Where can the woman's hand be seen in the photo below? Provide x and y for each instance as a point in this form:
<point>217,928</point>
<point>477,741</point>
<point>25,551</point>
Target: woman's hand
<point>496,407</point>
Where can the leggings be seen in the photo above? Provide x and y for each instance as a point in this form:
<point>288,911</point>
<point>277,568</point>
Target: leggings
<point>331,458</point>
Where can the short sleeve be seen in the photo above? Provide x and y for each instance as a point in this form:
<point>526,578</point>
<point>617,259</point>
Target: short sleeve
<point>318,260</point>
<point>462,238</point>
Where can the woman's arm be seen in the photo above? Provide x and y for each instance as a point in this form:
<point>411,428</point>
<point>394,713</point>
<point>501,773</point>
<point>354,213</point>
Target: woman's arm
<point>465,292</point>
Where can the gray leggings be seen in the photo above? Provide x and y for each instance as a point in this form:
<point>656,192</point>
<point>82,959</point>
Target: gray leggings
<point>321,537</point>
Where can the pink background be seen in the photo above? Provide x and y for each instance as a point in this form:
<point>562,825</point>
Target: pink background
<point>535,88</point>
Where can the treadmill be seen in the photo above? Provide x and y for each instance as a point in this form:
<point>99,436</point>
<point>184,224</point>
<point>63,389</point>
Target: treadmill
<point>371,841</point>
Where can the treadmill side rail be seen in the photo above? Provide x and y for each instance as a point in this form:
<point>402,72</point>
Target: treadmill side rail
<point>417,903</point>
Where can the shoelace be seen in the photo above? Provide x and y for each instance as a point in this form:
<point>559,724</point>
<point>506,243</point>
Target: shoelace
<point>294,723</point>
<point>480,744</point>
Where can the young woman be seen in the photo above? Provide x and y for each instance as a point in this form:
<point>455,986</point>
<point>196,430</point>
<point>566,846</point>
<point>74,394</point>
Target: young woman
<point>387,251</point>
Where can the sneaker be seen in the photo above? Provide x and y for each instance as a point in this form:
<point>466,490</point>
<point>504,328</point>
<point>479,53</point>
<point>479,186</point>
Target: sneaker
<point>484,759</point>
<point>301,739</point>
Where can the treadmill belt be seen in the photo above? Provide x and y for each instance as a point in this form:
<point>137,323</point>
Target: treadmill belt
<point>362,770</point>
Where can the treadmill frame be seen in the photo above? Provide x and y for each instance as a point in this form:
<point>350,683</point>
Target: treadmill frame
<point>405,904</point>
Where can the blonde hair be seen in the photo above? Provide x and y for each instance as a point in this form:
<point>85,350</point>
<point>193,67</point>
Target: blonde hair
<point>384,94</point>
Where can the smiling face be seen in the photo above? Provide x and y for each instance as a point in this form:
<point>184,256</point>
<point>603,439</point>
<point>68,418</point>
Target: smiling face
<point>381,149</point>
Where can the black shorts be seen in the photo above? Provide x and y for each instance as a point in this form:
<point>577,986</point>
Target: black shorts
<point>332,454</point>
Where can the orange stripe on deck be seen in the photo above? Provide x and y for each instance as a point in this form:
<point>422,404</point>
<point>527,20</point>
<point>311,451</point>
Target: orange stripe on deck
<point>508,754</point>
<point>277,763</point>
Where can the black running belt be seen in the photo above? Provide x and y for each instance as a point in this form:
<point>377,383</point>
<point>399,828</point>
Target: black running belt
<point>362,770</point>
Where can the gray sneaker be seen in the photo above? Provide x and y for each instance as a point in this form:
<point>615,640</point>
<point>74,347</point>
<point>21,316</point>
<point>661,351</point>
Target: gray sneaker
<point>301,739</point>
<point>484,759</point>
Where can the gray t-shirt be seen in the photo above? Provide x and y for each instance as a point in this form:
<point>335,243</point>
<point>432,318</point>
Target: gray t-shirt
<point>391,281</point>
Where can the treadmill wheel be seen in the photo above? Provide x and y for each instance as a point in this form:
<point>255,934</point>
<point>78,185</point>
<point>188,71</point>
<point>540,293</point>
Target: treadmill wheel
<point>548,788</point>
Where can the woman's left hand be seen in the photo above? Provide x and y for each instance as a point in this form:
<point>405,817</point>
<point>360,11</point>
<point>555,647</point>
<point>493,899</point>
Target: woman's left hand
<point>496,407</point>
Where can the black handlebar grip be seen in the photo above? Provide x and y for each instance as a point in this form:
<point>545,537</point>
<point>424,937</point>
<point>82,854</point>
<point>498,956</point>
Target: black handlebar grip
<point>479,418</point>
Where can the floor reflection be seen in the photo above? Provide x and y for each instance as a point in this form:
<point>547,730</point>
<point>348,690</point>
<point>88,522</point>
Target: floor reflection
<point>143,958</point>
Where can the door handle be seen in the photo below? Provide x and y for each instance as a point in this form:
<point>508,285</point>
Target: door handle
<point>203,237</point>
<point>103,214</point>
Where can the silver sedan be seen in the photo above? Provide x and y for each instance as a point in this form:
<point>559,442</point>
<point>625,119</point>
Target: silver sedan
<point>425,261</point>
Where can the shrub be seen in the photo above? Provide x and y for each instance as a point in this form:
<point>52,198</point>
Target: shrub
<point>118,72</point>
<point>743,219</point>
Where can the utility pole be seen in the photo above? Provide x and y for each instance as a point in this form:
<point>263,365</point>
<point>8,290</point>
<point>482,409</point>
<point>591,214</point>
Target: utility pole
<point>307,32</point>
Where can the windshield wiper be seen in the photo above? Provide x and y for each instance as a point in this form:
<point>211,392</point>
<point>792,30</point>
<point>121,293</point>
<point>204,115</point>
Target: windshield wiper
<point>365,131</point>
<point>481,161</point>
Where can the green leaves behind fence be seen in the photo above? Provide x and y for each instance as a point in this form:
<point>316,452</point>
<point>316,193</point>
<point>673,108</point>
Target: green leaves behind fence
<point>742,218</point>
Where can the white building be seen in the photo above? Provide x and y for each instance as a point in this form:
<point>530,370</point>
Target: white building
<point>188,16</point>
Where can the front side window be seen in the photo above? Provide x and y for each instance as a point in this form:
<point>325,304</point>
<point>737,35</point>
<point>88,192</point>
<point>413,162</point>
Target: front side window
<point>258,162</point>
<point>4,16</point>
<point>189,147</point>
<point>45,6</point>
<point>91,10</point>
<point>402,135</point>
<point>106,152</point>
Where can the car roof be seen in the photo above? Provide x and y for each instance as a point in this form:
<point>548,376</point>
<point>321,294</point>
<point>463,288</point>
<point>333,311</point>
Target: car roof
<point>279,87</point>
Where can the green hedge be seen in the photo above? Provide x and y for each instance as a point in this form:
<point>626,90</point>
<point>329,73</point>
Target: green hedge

● Set problem:
Rewrite all of the data above, replacing every "Provide" with "Give" and leaving everything else as it is.

● Result for this task:
Where can the woman's hand be seen in the photo below? Give x and y for each instance as a point in this form:
<point>217,928</point>
<point>477,741</point>
<point>25,551</point>
Target: woman's hand
<point>496,407</point>
Where can the leggings be seen in the photo above? Give x and y for each instance as a point in this form:
<point>288,911</point>
<point>277,568</point>
Target: leggings
<point>331,458</point>
Where can the short sleeve be seen in the photo above? Give x and y for each instance as a point in this form:
<point>526,578</point>
<point>617,259</point>
Target: short sleeve
<point>318,260</point>
<point>462,238</point>
Where can the woman's arm be seen in the photo above? Give x and y for each instance as a point in this form:
<point>411,428</point>
<point>394,713</point>
<point>501,773</point>
<point>354,213</point>
Target: woman's arm
<point>465,292</point>
Where can the gray leggings be seen in the photo above? Give x and y for each instance as a point in this form:
<point>656,192</point>
<point>82,959</point>
Target: gray leggings
<point>321,537</point>
Where can the pink background be seen in the photo above? Give x and y for each instance as a point in this form:
<point>562,825</point>
Target: pink background
<point>535,88</point>
Where can the treadmill be seen in the photo above? Give x and y for each instance as a point in this form:
<point>99,436</point>
<point>184,224</point>
<point>63,389</point>
Target: treadmill
<point>371,841</point>
Where can the treadmill side rail be seen in the photo above? Give x and y for each instance as a point in this form:
<point>402,72</point>
Target: treadmill side rail
<point>417,903</point>
Where can the shoelace be seen in the photo above? Give x and y for each instance as a point in this form:
<point>559,724</point>
<point>506,243</point>
Target: shoelace
<point>294,723</point>
<point>480,744</point>
Where can the young woman be seen in the photo above? Give x and y for each instance as a point in this form:
<point>455,986</point>
<point>196,430</point>
<point>566,846</point>
<point>74,394</point>
Target: young woman
<point>387,251</point>
Where can the sneaker be seen in the photo above? Give x and y for each instance as a point in this form:
<point>466,490</point>
<point>504,328</point>
<point>479,53</point>
<point>479,186</point>
Target: sneaker
<point>484,759</point>
<point>301,739</point>
Where can the treadmill belt be seen in the photo above? Give x and y for each instance as a point in this form:
<point>137,323</point>
Target: treadmill belt
<point>362,770</point>
Where can the treadmill frame be seen in the photo above? Give x and y for each instance as a point in this form:
<point>350,683</point>
Target: treadmill frame
<point>405,904</point>
Where can the blonde hair be seen in the photo above? Give x and y for each instance as a point in this form:
<point>85,350</point>
<point>193,67</point>
Target: blonde hair
<point>384,94</point>
Where can the smiling face be seen in the photo above? Give x and y for each instance as a point in this form:
<point>184,256</point>
<point>603,439</point>
<point>68,418</point>
Target: smiling face
<point>381,149</point>
Where can the black shorts be seen in the photo above? Give x and y for each instance as a point in this form:
<point>577,986</point>
Target: black shorts
<point>332,454</point>
Where can the orange stripe on deck be seen in the photo above? Give x and y for each instance as a point in this form:
<point>422,404</point>
<point>527,20</point>
<point>311,451</point>
Target: orange stripe on deck
<point>508,754</point>
<point>277,763</point>
Where can the black running belt be seen in the photo above? Give x and y for each instance as a point in this form:
<point>377,383</point>
<point>399,828</point>
Target: black running belt
<point>362,770</point>
Where can the gray sneaker be seen in the photo above? Give x and y for each instance as a point in this form:
<point>615,640</point>
<point>74,347</point>
<point>21,316</point>
<point>661,351</point>
Target: gray sneaker
<point>301,739</point>
<point>484,759</point>
Where can the gray t-shirt be seen in the photo above? Give x and y for each instance as a point in this form:
<point>335,243</point>
<point>432,318</point>
Target: gray t-shirt
<point>391,281</point>
Where can the treadmill wheel be seen in the photo above? Give x and y for each instance as a point in this form:
<point>255,934</point>
<point>78,185</point>
<point>188,71</point>
<point>540,293</point>
Target: treadmill wheel
<point>548,788</point>
Where can the woman's left hand be seen in the photo above? Give x and y for each instance as a point in this form:
<point>405,817</point>
<point>360,11</point>
<point>555,647</point>
<point>493,899</point>
Target: woman's left hand
<point>496,407</point>
Where can the black handlebar grip be seen in the photo above? Give x and y for each instance as a point in this form:
<point>545,537</point>
<point>424,937</point>
<point>82,854</point>
<point>498,956</point>
Target: black handlebar grip
<point>479,418</point>
Where can the floor reflection be seen in the photo above? Give x and y for each instance as a point in this form:
<point>547,730</point>
<point>348,690</point>
<point>88,522</point>
Target: floor reflection
<point>143,958</point>
Where can the door handle be seen in the photo below? Give x and y for each instance as a point in this form:
<point>508,285</point>
Target: door handle
<point>203,237</point>
<point>103,214</point>
Where can the silver sedan be seen in the photo above? Give x and y for each instance as a point in this form:
<point>559,442</point>
<point>625,119</point>
Target: silver sedan
<point>425,261</point>
Where can the shrub be seen in the photo above? Give x and y for each instance as a point in this form:
<point>52,198</point>
Target: shrub
<point>118,72</point>
<point>743,219</point>
Where can the utility pole be seen in the photo above? Give x and y for each instance as a point in this form:
<point>263,365</point>
<point>8,290</point>
<point>482,409</point>
<point>591,214</point>
Target: utility pole
<point>307,32</point>
Where can the windshield wiper be seen in the photo above? Give x and y for each instance as a point in this form:
<point>211,392</point>
<point>792,30</point>
<point>121,293</point>
<point>204,115</point>
Target: windshield wiper
<point>365,131</point>
<point>481,161</point>
Where can the green leaves behind fence be seen in the photo above? Give x and y for each instance as a point in this form:
<point>316,452</point>
<point>316,193</point>
<point>673,108</point>
Target: green leaves behind fence
<point>742,218</point>
Where can the white building be seen in the photo above? Give x and y for each instance as a point in this form:
<point>530,370</point>
Target: white building
<point>188,16</point>
Where can the front side window be seen in the photo above? Give x and y for each instance as a point in this form:
<point>325,304</point>
<point>737,35</point>
<point>88,192</point>
<point>413,162</point>
Target: front side window
<point>258,162</point>
<point>4,16</point>
<point>189,147</point>
<point>45,6</point>
<point>91,10</point>
<point>402,135</point>
<point>106,152</point>
Where can the car roof be seen in the photo above? Give x and y for each instance as a point in this form:
<point>548,376</point>
<point>321,294</point>
<point>463,288</point>
<point>333,311</point>
Target: car roof
<point>279,87</point>
Where can the green hedge be seen in the photo above? Give x and y for each instance as a point in this form:
<point>626,90</point>
<point>329,73</point>
Target: green hedge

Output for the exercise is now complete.